◆ **What to produce**: Update the records by changing "truck tire" to "wheel" and keep every other word the same.

>> Begin Data excerpts

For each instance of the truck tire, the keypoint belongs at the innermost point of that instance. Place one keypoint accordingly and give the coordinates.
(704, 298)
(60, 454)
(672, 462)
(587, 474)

>> End Data excerpts

◆ **Output below**:
For each instance of the wheel, the keypoint belongs at the innermost point of that instance. Place one keypoint accordingly and give the coordinates.
(704, 298)
(60, 454)
(672, 462)
(587, 474)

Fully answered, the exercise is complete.